- Text excerpt:
* Start *
Northampton and Leeds in a mess; using taxpayers money, the role of the local MP; the hopelessness of the League.

by Tony Attwood

Why is it that football clubs make such easy pickings for criminals?  We’ve often noted clubs from Portsmouth to Rangers and the way they have been destroyed from within and you might wonder if the Football League and Scottish League shouldn’t by now be alert to the tricks that crooks play within football.   But no, it still goes on and on.

Indeed we’ve even followed the progress of the injunction seeking hedge fund that thought it would be amusing to play with Coventry.  But still it goes on, and there are still no robust regulations in place to stop this happening.

Worse, as a taxpayer in Northamptonshire I now find some of the hard earned cash of some of my friends who live in Northampton has been used to fund the antics of a crook or two.

Rather late in the day the local police force has woken up and launched a criminal investigation into Northampton Town FC and its financial affairs.  The problem, and the reason my friends paid for a bit of it was that the local council made a £10.25m loan for a new stand at the ground.

The Sixfields Stadium was built from scratch in 1994, so it is only 21 years old, which is a very short lifespan for a stand.  What’s more there is nothing wrong with the ground.  They don’t need more places.  The ground has 7600 capacity.  Last season the average was 4599.

So £10.25m has gone missing and as noted earlier on Untold, the players were not paid in October and November, there is a winding-up petition served by Revenue & Customs and the council has applied to put the club into administration.  Here’s the missing stand – it used to be complete and have people in it on match days.

Everyone denies any wrongdoing and each person involved says they have explanations for what has happened to the money. They are just not telling us.

But then it got a bit spicy, as police investigating what happened to the £10.25m were asked to widen the investigation to include payments made to the Conservative party constituency office of the council’s former leader, David Mackintosh, now the MP for Northampton South.    Howard Grossman, the property developer whose company, 1st Land Ltd (now wound up) failed to complete the stand at Sixfields having had the council loan, paid £6,195 in November for tickets to a general election fundraising dinner for Mackintosh.

Then, it is reported, three associates of Grossman’s made donations of £10,000 to the Northampton South Conservative Association while Mackintosh was the council leader,  at least double any other donation by individuals in 2014. According to the BBC investigation, “one £10,000 donation, by Gary Platt, formerly a director with Grossman in one of his companies, County Bideford Limited, was not declared as it should have been to the Electoral Commission.”
* End *
- To be done:
a – In the Northampton Town article, how large a loan did the local council make for a new stand at the ground?
b – Reproduce the Northampton Town article word for word from "Worse, as a" up to and including "crook or two.".
c – Carry on writing the article about Northampton Town FC's finances, picking up right after its final sentence.
The records that come next are from a separate source and are unrelated to the article.

- Object point labels:
* Start *
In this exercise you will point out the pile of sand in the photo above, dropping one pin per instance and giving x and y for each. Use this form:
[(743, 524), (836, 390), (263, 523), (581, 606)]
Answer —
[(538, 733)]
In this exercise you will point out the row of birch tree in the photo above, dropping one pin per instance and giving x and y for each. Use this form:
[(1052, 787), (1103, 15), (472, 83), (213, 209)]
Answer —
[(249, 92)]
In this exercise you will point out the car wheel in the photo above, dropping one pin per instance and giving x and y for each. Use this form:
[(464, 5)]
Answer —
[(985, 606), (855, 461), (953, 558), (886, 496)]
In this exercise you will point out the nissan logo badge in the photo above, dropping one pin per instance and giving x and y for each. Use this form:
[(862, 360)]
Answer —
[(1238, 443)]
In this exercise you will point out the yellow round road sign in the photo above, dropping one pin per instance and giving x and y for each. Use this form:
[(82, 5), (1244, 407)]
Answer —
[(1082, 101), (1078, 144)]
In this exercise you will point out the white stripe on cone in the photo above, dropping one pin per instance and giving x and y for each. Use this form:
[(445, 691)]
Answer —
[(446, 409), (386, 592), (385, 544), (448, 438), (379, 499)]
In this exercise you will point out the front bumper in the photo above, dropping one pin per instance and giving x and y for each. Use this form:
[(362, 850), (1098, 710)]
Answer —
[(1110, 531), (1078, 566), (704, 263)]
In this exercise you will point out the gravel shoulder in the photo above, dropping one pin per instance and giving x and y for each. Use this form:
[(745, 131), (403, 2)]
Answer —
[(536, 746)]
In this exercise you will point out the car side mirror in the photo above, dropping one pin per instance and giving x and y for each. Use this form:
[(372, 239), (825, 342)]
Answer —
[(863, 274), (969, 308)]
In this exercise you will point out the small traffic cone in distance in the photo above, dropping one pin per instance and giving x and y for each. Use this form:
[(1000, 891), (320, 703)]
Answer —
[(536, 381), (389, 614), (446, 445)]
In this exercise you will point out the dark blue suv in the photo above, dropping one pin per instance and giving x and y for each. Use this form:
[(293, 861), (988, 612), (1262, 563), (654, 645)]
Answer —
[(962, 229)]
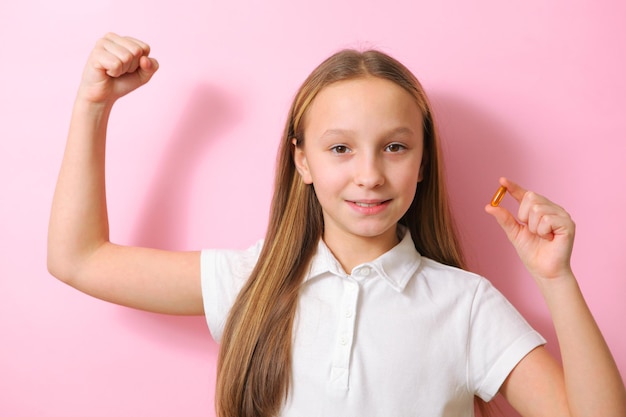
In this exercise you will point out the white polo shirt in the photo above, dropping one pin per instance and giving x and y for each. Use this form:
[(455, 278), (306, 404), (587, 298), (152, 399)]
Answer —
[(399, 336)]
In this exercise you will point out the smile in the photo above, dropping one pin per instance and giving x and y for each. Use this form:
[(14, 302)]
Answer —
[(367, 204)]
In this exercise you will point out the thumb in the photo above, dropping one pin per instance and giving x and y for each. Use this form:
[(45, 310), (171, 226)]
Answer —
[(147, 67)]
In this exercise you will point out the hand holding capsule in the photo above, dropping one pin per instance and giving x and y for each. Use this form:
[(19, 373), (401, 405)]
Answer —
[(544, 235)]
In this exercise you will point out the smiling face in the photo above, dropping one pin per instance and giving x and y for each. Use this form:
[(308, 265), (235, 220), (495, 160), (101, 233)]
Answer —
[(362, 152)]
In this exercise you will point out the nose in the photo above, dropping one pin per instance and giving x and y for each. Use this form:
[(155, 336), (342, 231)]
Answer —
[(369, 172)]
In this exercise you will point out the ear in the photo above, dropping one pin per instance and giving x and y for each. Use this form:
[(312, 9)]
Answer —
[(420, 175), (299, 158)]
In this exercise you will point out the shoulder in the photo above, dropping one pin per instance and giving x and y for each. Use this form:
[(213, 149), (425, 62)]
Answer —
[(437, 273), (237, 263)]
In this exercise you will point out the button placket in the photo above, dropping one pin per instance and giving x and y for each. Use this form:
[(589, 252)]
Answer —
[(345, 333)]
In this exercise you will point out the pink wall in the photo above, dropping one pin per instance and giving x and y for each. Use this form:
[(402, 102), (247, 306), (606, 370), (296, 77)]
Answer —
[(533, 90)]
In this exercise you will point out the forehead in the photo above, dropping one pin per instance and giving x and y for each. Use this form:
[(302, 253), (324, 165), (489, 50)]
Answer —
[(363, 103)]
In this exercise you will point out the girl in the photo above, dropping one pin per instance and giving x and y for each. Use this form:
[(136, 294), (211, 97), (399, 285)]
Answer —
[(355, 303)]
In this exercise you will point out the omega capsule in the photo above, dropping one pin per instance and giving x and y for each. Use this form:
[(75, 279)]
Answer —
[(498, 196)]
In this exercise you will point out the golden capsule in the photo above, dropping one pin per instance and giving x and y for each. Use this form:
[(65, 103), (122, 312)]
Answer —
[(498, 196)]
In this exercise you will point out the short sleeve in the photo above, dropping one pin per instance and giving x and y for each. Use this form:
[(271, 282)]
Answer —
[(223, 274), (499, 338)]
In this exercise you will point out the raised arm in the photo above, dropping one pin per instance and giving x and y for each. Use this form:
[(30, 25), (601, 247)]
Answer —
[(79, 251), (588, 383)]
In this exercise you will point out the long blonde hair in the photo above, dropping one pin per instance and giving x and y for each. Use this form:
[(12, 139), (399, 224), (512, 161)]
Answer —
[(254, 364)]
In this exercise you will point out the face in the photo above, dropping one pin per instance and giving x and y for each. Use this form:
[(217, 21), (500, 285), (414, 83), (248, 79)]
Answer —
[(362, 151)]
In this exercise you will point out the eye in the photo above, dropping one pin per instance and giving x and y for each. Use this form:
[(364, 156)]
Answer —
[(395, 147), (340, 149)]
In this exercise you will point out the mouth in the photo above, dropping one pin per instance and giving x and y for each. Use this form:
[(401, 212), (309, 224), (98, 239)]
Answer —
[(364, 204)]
* End *
* Start *
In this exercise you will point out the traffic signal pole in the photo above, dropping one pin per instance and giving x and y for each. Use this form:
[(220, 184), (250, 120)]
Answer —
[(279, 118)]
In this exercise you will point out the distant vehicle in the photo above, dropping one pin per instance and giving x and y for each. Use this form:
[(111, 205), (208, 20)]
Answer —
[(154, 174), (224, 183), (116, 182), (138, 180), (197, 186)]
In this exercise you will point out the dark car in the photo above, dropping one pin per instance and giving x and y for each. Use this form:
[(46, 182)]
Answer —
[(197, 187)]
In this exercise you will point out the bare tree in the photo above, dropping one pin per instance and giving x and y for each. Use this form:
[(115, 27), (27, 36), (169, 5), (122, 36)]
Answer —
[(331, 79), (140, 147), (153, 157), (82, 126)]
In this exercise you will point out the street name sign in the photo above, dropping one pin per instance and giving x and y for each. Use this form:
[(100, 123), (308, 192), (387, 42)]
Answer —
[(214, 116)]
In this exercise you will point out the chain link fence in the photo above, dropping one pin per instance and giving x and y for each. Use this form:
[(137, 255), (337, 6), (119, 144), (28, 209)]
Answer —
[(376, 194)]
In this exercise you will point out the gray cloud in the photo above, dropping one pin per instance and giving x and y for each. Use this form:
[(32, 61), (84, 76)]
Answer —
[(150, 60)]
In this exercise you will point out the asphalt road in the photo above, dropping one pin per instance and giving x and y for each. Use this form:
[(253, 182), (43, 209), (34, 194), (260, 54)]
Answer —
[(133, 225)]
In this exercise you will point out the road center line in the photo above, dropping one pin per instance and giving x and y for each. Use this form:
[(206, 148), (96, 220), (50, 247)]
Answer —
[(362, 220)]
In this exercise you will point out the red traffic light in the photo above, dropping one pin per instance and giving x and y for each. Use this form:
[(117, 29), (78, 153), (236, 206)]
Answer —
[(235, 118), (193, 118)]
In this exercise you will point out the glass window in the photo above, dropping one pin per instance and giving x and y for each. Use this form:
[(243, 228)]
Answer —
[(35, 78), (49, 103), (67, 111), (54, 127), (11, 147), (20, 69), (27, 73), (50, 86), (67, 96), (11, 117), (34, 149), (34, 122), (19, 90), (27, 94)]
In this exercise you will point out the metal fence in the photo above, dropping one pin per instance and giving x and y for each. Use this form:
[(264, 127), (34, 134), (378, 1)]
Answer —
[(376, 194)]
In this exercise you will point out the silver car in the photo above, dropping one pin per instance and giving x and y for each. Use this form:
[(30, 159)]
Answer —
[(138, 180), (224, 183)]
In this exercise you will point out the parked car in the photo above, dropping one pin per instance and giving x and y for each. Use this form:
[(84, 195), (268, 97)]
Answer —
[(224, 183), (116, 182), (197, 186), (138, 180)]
* End *
- Outputs for the tasks:
a – £10.25m

b –
Worse, as a taxpayer in Northamptonshire I now find some of the hard earned cash of some of my friends who live in Northampton has been used to fund the antics of a crook or two.

c –
The MP has not responded to questions about the payments.  It was Mary Markham, Mackintosh’s successor as leader of Northampton borough council, who made the formal complaint to Northamptonshire police about the missing loan money, and asked the police to also investigate the donations, including the failure to declare one of them.

So the question is, why did the council throw money at the football club without having proper securities on their investment, how come their oversight was so bad that they allowed it to get this far, and where did the £10.25m go?

A takeover of Northampton Town by Kelvin Thomas, a former Oxford United chairman, is proceeding, after the council agreed not to seek repayment from the club itself.

Meanwhile up the road at Leeds, insanity of a different type rules.  They are owned by Italian tax evader Massimo Cellino, who has been banned from running a club by the League but continues to do so, because every time he is banned he appeals.  One might imagine that if Cellino is fit and proper so are most financial criminals.

In essence a person is barred from being a director or owner of more than 30% of a league club if he or she is convicted of a criminal offence of dishonesty.  Yet Cellino has been banned for a second time, but is still running the show because he is appealing.

He did say he would sell the club to Leeds Fans United four weeks ago for £30m he then changed his mind.  But meanwhile he is about to be banned (most likely) from having 30.01% ownership.  But probably nothing will happen.  Last time he resigned from his post before returning to the club’s board as chairman upon the expiry of his disqualification.  He’ll probably do that again especially since the League did nothing about the fact that he did not get rid of his shares but simply carried on owning them.

No address is given at Companies House for the ultimate corporate owner Leeds Utd save for a property development company in Cagliari.  The owner of that company is not revealed.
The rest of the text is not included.